▸ Problem:
Take the line containing "Task: place one point on each instance of the forest foliage" through the last line of the data and retype those lines exactly. Pictures do not belong in the copy.

Dataset excerpt:

START

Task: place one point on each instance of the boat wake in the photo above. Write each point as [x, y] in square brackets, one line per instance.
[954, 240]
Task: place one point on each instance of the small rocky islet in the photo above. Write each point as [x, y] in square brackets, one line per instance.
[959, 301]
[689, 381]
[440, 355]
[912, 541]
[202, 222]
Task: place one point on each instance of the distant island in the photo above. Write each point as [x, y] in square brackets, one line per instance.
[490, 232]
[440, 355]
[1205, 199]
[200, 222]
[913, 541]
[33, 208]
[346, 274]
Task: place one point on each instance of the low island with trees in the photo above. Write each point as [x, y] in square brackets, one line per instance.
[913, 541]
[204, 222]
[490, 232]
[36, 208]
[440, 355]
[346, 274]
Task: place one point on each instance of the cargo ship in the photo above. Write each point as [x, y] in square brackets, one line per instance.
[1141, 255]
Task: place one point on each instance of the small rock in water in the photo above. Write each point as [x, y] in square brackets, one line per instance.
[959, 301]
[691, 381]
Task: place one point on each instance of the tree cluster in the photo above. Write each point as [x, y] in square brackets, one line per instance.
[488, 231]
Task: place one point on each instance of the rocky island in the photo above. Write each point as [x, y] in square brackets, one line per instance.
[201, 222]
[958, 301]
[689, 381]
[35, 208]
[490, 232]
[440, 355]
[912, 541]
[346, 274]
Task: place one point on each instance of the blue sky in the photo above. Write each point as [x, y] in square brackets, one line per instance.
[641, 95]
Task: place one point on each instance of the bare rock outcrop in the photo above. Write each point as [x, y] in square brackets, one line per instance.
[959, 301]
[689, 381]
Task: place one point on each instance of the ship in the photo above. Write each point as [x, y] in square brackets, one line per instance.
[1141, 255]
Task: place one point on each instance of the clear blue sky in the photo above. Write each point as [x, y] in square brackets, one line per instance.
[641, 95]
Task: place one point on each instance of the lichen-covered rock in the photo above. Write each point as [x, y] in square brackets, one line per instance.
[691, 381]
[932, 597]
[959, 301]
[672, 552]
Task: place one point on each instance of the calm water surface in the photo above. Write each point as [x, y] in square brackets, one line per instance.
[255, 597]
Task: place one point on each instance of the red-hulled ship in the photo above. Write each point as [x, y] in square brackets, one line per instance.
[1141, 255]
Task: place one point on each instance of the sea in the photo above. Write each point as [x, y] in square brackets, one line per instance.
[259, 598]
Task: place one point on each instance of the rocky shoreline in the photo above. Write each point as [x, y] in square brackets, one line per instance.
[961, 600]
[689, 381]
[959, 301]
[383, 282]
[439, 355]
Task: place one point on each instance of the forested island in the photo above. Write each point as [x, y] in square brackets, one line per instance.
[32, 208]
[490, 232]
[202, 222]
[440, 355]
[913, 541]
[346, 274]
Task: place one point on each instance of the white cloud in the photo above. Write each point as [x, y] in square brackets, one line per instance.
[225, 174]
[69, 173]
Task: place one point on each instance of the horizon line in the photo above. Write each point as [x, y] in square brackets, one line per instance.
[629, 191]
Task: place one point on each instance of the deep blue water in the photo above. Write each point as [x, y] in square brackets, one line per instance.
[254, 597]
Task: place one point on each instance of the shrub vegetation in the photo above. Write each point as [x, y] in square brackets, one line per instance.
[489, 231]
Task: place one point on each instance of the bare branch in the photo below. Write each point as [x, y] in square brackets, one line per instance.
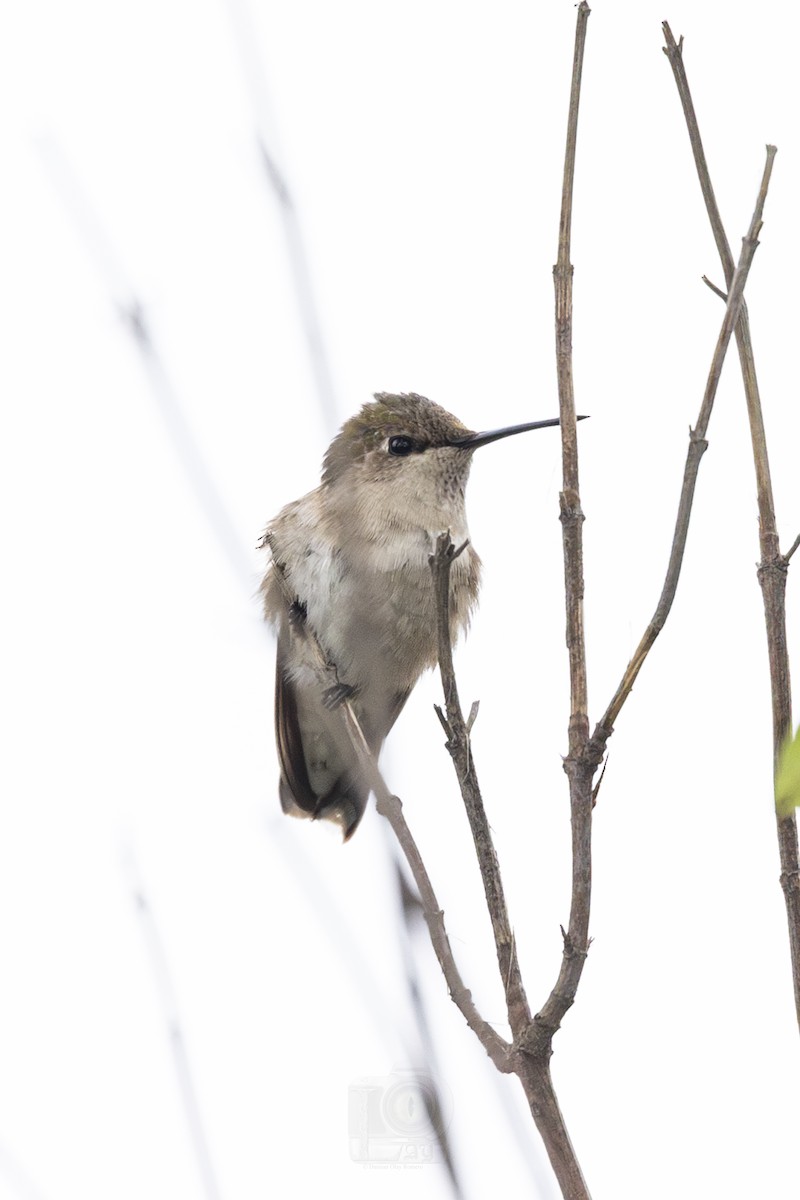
[697, 447]
[774, 565]
[391, 807]
[582, 760]
[719, 292]
[458, 744]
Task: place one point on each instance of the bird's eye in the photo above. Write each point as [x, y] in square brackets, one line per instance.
[401, 445]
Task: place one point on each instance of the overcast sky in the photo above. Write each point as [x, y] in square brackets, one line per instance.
[422, 145]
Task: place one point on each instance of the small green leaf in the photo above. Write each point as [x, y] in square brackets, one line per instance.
[787, 779]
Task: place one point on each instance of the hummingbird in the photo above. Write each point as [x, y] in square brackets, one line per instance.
[350, 563]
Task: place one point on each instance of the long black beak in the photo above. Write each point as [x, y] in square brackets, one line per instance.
[473, 441]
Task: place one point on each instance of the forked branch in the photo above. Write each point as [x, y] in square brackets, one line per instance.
[697, 447]
[774, 565]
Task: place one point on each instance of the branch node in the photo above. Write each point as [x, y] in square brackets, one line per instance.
[719, 292]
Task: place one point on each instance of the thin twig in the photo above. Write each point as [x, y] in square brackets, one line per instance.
[295, 243]
[697, 447]
[458, 744]
[534, 1048]
[773, 567]
[391, 807]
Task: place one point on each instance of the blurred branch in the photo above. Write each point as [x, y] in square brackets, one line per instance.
[162, 977]
[266, 137]
[132, 311]
[773, 568]
[697, 447]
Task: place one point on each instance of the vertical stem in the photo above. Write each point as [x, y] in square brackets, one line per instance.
[773, 565]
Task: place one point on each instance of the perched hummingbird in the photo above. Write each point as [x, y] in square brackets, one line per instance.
[350, 559]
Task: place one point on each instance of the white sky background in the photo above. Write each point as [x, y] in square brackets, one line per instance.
[423, 147]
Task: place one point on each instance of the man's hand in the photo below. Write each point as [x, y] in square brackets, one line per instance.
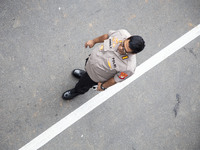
[89, 43]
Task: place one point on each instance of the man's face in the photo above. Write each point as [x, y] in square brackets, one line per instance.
[123, 48]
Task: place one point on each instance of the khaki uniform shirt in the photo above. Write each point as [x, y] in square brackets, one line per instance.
[105, 62]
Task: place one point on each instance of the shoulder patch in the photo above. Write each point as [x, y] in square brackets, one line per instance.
[123, 75]
[124, 57]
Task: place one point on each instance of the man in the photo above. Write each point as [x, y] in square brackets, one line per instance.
[114, 60]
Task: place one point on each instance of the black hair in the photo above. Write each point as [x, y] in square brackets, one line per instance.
[136, 44]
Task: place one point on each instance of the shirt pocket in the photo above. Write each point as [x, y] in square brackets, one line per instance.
[110, 64]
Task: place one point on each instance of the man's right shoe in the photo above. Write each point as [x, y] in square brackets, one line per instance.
[70, 94]
[78, 73]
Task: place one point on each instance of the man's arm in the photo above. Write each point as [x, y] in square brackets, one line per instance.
[100, 39]
[106, 84]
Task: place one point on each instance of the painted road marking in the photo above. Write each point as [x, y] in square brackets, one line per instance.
[87, 107]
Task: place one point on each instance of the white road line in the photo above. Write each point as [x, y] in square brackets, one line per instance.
[77, 114]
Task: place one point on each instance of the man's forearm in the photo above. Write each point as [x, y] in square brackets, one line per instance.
[101, 38]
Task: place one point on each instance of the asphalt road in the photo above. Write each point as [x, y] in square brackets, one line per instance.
[41, 42]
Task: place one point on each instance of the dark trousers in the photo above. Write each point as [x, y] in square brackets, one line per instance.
[84, 84]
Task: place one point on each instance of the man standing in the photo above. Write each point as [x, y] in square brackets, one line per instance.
[114, 60]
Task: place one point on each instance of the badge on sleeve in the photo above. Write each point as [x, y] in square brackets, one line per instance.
[125, 57]
[123, 75]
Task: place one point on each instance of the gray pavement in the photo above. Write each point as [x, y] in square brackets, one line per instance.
[41, 42]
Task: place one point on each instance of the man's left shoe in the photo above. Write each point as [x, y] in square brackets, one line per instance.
[78, 73]
[70, 94]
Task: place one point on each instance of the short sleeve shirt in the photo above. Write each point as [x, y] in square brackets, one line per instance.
[105, 62]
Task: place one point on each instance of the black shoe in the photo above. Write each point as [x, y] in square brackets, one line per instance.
[70, 94]
[78, 73]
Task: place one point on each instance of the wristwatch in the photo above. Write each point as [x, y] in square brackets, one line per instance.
[103, 88]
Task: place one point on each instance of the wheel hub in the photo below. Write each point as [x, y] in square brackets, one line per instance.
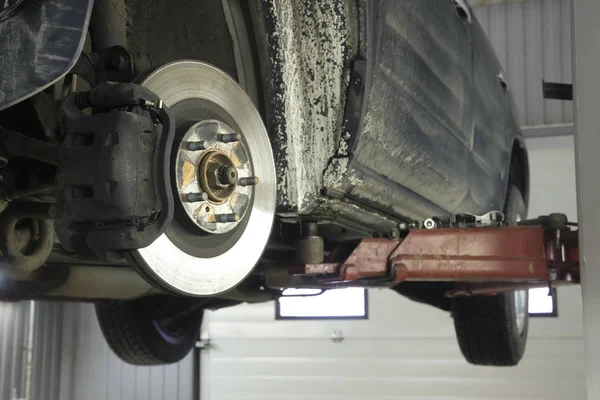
[213, 171]
[223, 215]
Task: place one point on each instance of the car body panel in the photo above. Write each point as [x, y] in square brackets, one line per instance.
[39, 44]
[431, 131]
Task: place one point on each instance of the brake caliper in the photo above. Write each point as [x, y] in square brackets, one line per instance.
[113, 175]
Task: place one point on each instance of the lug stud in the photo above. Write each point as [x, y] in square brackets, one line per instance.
[249, 181]
[196, 197]
[230, 137]
[227, 218]
[196, 146]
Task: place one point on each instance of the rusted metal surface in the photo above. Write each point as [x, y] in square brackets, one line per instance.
[480, 254]
[482, 260]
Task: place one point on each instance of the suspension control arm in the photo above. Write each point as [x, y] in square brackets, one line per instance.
[480, 259]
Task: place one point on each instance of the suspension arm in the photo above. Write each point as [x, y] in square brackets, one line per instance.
[494, 258]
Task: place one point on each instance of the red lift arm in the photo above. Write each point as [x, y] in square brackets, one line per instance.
[482, 259]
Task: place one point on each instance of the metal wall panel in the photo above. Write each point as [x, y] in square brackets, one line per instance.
[404, 351]
[532, 39]
[46, 351]
[91, 371]
[14, 321]
[14, 328]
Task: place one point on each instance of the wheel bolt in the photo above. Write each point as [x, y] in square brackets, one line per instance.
[196, 146]
[230, 137]
[227, 218]
[249, 181]
[196, 197]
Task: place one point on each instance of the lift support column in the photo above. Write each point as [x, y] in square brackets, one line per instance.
[586, 80]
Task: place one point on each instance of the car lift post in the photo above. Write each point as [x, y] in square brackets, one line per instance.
[586, 66]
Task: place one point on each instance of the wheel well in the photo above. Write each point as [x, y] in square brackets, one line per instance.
[519, 169]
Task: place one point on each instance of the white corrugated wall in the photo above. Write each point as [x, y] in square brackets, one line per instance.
[532, 39]
[14, 328]
[90, 371]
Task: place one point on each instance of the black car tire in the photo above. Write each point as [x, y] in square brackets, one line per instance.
[136, 333]
[486, 326]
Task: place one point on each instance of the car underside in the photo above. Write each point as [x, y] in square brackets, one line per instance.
[185, 157]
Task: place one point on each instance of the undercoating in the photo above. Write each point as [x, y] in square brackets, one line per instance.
[310, 47]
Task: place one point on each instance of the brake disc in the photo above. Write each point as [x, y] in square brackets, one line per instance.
[223, 178]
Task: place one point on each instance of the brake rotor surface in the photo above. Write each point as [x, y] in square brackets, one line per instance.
[215, 239]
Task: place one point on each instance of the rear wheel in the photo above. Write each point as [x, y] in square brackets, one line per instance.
[492, 330]
[150, 330]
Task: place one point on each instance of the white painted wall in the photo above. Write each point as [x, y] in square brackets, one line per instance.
[405, 350]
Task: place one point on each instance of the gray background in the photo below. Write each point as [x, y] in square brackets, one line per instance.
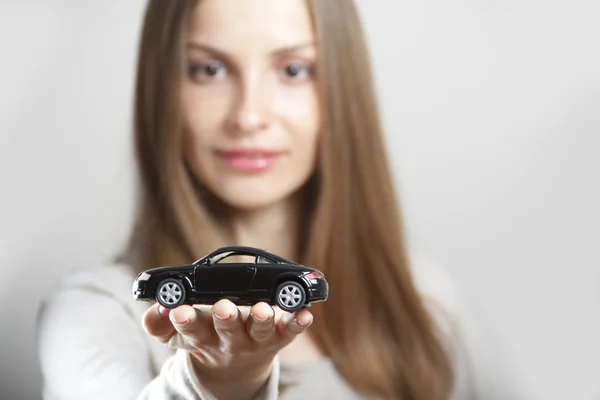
[492, 112]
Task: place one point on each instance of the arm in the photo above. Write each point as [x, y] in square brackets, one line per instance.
[92, 346]
[176, 377]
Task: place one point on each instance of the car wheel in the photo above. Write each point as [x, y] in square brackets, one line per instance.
[290, 296]
[170, 293]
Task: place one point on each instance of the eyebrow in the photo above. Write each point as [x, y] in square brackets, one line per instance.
[194, 45]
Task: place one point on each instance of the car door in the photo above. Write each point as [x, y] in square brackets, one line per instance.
[224, 278]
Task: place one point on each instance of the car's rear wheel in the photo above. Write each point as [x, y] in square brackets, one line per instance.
[290, 296]
[170, 293]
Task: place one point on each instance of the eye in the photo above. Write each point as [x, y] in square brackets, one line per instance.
[206, 71]
[297, 71]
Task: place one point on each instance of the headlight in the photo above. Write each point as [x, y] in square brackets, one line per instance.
[144, 277]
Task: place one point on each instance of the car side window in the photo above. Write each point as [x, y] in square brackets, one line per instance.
[263, 260]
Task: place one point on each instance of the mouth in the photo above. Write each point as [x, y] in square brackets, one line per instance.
[250, 160]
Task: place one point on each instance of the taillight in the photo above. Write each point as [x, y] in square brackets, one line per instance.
[314, 275]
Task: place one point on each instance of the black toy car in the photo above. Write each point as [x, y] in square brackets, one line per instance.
[268, 278]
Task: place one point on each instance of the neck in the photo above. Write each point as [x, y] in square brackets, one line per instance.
[274, 228]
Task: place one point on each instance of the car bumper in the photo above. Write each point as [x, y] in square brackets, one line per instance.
[139, 290]
[319, 291]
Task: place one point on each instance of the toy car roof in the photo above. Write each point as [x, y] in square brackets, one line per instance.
[247, 250]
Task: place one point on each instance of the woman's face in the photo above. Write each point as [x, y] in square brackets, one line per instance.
[249, 99]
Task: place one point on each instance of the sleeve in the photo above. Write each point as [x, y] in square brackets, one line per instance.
[91, 346]
[471, 355]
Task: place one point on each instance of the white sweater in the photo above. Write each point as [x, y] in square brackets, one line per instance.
[92, 346]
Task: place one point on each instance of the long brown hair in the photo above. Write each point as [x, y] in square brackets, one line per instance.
[374, 326]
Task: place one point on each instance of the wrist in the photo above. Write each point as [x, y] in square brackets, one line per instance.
[232, 382]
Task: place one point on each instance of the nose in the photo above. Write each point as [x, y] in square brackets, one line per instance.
[250, 111]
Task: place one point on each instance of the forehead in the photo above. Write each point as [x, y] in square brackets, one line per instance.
[244, 24]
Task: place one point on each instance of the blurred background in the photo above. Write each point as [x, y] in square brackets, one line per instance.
[492, 111]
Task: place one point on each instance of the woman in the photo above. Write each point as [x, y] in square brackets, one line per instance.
[256, 124]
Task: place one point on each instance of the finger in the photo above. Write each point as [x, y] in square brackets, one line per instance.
[193, 324]
[228, 323]
[292, 325]
[261, 321]
[155, 322]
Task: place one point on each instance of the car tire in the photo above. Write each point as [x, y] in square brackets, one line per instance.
[170, 293]
[290, 296]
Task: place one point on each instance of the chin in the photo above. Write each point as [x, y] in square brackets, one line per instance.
[257, 194]
[252, 201]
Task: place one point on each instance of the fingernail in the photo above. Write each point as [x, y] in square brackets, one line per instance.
[223, 317]
[164, 311]
[260, 319]
[184, 322]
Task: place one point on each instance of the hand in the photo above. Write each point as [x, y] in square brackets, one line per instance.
[228, 343]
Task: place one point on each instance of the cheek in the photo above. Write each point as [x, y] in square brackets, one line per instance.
[204, 110]
[298, 106]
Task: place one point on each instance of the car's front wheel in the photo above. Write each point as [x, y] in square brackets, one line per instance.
[170, 293]
[290, 296]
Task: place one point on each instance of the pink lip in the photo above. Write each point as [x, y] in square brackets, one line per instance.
[249, 159]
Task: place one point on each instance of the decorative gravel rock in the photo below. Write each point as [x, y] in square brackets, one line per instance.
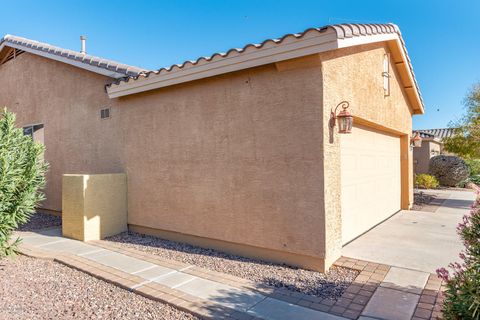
[39, 289]
[41, 221]
[329, 285]
[449, 170]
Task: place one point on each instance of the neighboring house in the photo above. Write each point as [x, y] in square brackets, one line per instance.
[234, 151]
[432, 145]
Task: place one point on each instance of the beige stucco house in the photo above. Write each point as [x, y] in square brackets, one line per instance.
[233, 151]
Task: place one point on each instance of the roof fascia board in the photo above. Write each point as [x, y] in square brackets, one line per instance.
[356, 41]
[299, 47]
[78, 64]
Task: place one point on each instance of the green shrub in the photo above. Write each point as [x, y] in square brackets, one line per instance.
[462, 294]
[426, 181]
[475, 179]
[22, 171]
[474, 166]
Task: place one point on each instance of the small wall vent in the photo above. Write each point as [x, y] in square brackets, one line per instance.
[105, 113]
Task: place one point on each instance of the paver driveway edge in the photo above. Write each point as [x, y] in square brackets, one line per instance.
[185, 287]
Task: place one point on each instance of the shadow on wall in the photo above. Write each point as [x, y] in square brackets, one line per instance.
[94, 206]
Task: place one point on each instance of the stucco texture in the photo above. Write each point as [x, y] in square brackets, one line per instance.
[94, 206]
[244, 158]
[355, 74]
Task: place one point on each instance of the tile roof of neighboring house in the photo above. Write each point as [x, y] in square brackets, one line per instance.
[439, 133]
[351, 33]
[96, 64]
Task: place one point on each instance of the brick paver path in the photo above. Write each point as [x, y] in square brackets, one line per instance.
[379, 291]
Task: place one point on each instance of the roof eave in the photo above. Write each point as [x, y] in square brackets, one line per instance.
[310, 42]
[303, 46]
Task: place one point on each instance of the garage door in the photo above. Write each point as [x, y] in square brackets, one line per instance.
[370, 179]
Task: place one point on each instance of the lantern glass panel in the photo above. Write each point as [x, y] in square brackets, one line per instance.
[345, 124]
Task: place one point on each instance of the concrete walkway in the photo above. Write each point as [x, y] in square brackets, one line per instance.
[415, 244]
[238, 303]
[418, 240]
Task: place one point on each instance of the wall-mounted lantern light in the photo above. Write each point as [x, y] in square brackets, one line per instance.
[345, 119]
[416, 141]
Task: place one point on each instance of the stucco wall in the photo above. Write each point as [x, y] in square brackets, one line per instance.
[236, 157]
[67, 101]
[241, 158]
[355, 74]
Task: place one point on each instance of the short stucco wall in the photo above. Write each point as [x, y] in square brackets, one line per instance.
[94, 206]
[243, 159]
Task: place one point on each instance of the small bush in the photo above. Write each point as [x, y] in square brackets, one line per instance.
[474, 166]
[462, 294]
[475, 179]
[450, 171]
[22, 171]
[426, 181]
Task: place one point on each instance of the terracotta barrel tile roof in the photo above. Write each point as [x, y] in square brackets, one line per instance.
[343, 31]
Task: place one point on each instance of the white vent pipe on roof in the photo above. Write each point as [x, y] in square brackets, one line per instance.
[83, 39]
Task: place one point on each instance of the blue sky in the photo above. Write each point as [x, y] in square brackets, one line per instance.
[442, 37]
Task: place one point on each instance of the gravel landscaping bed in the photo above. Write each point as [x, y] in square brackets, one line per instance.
[329, 285]
[39, 289]
[41, 221]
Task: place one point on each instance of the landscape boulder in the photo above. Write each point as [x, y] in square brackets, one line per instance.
[449, 170]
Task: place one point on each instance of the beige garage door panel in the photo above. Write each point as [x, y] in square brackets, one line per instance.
[370, 178]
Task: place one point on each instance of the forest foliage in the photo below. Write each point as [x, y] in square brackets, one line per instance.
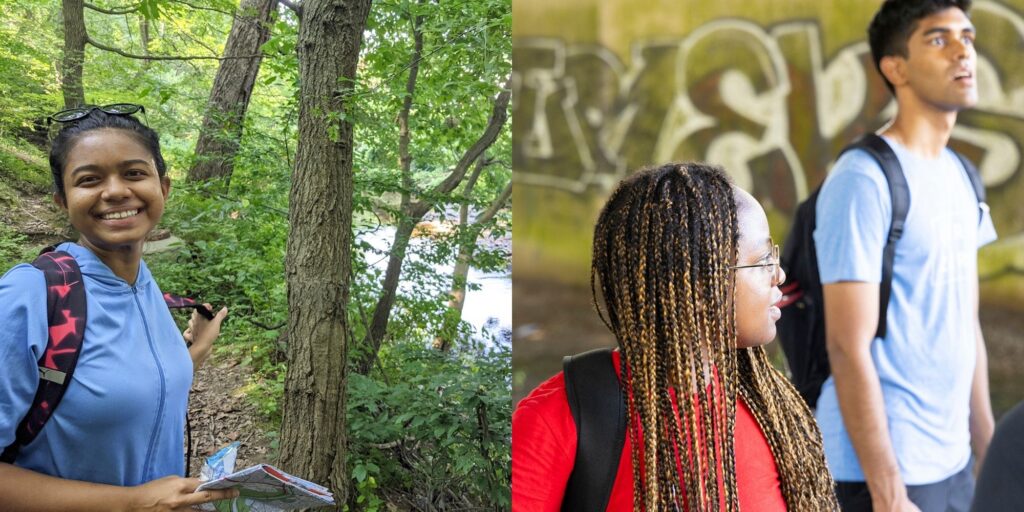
[429, 429]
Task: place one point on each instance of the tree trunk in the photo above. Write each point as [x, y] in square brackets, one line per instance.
[414, 212]
[225, 112]
[313, 430]
[75, 36]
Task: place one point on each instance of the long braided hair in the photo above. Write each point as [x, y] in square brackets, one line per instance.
[664, 247]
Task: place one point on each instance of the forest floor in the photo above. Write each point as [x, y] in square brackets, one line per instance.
[220, 414]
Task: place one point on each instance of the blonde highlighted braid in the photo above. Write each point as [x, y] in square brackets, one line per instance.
[664, 247]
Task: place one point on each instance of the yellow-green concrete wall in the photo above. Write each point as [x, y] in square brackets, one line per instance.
[771, 90]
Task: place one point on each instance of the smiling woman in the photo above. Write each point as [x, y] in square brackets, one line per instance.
[116, 440]
[688, 279]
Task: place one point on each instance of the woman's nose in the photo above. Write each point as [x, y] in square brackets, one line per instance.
[779, 275]
[116, 188]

END

▸ Exercise solution:
Task: place one point on each instance of the forest foliage in the photo below. Write each point as [x, y] in square brackets, one line per instance.
[429, 429]
Task: place one point on each instance of the tree trunk in the photo above. Write each point as [x, y] in square brackets, one line per instance.
[414, 212]
[225, 112]
[313, 430]
[75, 36]
Task: place one point on each instance of the long braided hair in the photo above. Write each point as [x, y] in square brackets, one line per instance.
[664, 247]
Task: place one point on each instance of the forest floor in the photo above. Write each point as [x, y] in square brackets, one line per instance.
[220, 414]
Task: place one point on each instance of the blonde highlighted braid in the photo above. Write each point as [x, y] in square brackets, one line per instance.
[664, 247]
Task: place one point on each instance of the yellow-green concrete wall in the photo above. Write each point as [x, y] in square brackets, one line per instance.
[771, 90]
Task: place one point on each instance of the smiling woman in the photo above. Write each point as [x, y] in square brackets, one line per instance.
[116, 440]
[688, 279]
Task: place one point on each instance of the woman's nose in the photo above. Write each point as [x, y] in square brackets, one line per instance.
[779, 275]
[116, 188]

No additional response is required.